■ Goal ■
Pull out each line below that contains the word "black" and copy it in full.

A run of records

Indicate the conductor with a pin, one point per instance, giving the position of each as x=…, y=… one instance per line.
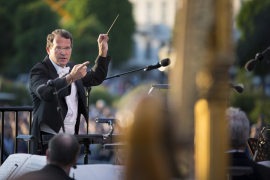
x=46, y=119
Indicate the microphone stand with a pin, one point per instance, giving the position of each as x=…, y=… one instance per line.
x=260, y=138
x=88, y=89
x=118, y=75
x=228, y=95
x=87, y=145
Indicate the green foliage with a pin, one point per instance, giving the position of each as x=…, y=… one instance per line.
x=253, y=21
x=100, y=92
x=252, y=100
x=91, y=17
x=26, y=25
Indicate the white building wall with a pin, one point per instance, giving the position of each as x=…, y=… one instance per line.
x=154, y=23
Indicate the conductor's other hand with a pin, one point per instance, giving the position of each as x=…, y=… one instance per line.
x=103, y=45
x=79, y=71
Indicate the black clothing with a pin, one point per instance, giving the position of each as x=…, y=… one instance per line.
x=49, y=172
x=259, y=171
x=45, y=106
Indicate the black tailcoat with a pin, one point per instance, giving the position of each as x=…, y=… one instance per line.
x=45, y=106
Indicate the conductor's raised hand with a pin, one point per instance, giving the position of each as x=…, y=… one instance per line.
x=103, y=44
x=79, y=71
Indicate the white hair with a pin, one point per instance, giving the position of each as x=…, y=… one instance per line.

---

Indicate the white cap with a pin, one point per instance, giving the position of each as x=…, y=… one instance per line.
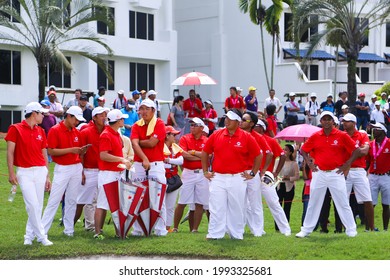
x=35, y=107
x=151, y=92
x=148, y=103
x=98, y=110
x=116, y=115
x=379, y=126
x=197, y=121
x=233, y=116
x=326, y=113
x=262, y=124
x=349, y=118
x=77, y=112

■ Final result ■
Indicate the black clothing with a pin, one point per instance, giving the position of each as x=…, y=… one instance per line.
Indicate the black tailcoat with a pin, one point per instance, giving the position of each as x=…, y=… one instance per line.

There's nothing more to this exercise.